# Description of the task:
Beginning at the line with "Find the dark rock", output each line to the end of the listing below exactly, please.

------------------------

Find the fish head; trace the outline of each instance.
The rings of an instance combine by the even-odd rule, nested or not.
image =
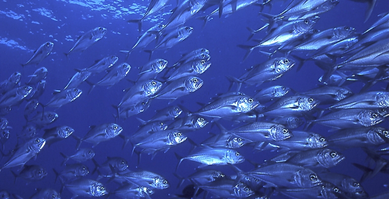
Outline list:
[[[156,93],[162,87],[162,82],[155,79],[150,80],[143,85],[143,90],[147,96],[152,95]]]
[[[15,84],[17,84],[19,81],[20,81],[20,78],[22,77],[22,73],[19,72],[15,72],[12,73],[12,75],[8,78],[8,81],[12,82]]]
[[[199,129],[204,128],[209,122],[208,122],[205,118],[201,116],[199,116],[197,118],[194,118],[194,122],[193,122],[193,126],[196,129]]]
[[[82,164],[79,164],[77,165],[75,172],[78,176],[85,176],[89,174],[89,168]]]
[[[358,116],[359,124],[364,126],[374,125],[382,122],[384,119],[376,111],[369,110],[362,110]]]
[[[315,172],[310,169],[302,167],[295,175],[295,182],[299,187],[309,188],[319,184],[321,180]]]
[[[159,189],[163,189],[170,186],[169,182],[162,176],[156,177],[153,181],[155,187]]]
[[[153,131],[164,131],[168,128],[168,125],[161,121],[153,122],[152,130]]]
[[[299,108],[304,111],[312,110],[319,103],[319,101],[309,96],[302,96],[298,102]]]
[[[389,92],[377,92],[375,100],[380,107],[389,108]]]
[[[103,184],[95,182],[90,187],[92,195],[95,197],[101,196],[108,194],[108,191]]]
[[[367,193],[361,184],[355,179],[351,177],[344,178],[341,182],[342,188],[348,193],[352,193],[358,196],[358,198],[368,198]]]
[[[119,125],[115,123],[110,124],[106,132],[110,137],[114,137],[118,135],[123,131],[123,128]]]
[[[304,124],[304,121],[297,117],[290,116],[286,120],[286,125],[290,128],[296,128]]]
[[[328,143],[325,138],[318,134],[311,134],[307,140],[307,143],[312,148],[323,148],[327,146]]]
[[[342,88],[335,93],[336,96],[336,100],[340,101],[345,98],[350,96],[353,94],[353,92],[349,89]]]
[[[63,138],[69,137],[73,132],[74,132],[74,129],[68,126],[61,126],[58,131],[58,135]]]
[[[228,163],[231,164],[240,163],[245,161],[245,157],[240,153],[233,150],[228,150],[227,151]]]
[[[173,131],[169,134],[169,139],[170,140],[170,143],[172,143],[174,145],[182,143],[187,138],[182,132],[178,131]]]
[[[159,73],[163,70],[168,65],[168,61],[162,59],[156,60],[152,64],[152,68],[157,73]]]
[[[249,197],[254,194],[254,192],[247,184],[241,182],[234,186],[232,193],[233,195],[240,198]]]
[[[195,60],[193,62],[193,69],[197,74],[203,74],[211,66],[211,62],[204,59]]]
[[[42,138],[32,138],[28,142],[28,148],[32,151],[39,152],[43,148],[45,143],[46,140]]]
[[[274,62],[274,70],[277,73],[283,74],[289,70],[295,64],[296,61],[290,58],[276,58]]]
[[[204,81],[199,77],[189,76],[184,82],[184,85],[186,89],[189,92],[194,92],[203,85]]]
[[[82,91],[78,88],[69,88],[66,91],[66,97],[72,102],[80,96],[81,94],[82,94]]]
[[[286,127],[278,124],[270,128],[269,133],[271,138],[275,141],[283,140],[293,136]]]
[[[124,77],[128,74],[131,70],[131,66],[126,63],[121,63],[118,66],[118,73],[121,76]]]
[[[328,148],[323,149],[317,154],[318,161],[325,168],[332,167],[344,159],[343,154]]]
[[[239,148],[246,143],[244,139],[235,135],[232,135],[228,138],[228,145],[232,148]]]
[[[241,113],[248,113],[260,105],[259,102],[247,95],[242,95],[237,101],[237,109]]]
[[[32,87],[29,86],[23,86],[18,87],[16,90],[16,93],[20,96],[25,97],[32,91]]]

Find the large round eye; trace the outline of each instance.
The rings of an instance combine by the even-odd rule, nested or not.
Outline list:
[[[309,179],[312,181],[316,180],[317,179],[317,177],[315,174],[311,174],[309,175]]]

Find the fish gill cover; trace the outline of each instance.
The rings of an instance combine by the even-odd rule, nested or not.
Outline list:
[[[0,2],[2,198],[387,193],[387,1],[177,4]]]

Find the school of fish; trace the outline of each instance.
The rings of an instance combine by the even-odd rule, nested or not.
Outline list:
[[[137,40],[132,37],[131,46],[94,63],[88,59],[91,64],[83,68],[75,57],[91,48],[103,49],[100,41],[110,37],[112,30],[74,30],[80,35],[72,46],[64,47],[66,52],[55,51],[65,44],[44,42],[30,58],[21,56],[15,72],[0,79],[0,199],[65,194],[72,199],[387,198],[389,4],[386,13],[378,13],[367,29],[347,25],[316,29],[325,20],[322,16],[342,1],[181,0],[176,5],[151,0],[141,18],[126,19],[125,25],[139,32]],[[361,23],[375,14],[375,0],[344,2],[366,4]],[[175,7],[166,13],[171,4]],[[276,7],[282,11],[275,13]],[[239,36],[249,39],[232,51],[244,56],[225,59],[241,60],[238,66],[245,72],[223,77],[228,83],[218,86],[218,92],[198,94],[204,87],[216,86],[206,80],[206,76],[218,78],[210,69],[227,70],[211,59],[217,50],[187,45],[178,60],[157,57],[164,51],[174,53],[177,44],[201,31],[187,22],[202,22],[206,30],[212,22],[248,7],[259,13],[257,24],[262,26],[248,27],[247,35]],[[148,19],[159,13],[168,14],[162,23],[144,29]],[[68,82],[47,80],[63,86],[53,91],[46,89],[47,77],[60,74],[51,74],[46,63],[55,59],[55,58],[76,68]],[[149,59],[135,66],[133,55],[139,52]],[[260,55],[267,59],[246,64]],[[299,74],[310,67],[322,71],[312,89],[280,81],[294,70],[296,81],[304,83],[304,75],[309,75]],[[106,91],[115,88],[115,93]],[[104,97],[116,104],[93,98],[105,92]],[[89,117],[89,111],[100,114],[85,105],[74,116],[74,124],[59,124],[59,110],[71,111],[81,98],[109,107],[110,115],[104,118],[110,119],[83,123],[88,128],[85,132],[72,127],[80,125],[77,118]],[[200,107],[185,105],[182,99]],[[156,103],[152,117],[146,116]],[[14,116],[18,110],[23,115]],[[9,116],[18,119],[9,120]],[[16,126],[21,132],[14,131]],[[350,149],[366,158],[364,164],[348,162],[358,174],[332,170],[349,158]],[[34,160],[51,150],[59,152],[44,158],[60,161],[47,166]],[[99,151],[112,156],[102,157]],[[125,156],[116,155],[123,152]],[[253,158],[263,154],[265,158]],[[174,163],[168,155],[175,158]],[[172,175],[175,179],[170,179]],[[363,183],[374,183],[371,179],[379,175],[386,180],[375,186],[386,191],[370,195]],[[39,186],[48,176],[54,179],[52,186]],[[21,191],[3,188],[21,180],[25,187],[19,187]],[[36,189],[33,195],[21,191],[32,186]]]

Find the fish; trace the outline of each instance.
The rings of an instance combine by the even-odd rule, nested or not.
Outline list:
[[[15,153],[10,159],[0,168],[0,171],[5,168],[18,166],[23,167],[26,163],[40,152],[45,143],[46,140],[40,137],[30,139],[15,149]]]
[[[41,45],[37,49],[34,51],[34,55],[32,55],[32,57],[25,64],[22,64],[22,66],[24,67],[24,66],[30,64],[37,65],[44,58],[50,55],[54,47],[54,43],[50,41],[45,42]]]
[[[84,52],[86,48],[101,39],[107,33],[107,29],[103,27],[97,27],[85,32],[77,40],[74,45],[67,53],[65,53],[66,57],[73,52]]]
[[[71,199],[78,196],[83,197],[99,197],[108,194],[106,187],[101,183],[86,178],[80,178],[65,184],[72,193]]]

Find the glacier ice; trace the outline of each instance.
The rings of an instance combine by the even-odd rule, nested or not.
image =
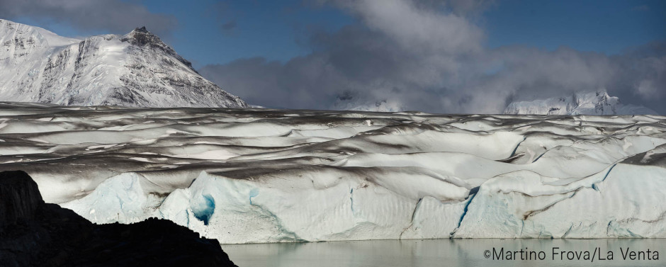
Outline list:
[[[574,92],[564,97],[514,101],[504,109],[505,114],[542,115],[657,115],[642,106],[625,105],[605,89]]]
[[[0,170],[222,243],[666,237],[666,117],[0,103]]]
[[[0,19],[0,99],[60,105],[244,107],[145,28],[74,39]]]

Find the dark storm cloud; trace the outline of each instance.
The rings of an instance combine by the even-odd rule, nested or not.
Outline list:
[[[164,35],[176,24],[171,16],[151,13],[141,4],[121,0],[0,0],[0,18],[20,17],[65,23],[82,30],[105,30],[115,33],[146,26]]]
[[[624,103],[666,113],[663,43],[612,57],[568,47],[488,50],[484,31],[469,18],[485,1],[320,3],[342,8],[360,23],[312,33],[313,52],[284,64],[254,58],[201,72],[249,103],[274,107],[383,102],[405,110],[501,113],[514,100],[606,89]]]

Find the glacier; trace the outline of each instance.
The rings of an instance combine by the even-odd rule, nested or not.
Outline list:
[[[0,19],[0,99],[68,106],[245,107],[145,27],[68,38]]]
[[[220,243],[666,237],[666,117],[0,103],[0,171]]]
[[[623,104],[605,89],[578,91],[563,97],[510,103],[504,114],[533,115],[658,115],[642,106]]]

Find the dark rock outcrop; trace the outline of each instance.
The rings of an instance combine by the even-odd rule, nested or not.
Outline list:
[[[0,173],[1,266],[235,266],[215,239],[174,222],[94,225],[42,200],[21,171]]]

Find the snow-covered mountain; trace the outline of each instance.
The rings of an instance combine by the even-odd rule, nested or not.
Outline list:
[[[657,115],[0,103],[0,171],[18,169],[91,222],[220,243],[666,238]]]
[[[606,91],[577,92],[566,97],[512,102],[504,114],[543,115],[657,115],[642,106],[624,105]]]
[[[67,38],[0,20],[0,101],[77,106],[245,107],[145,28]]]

------------------------

# Result below:
Find the dark rock outcrop; trace the outline of each instance.
The rings of an instance combine by the even-odd rule, nested or not.
Outline list:
[[[0,173],[1,266],[235,266],[215,239],[174,222],[94,225],[42,200],[21,171]]]

Find the snow-covered mountain; trace the outline of each instance.
The rings of an instance combine by the even-odd rule, nested or not.
Outline list:
[[[657,115],[0,103],[0,171],[18,169],[91,222],[220,243],[666,238]]]
[[[606,91],[577,92],[566,97],[512,102],[504,114],[543,115],[657,115],[642,106],[624,105]]]
[[[67,38],[0,20],[0,101],[77,106],[245,107],[145,28]]]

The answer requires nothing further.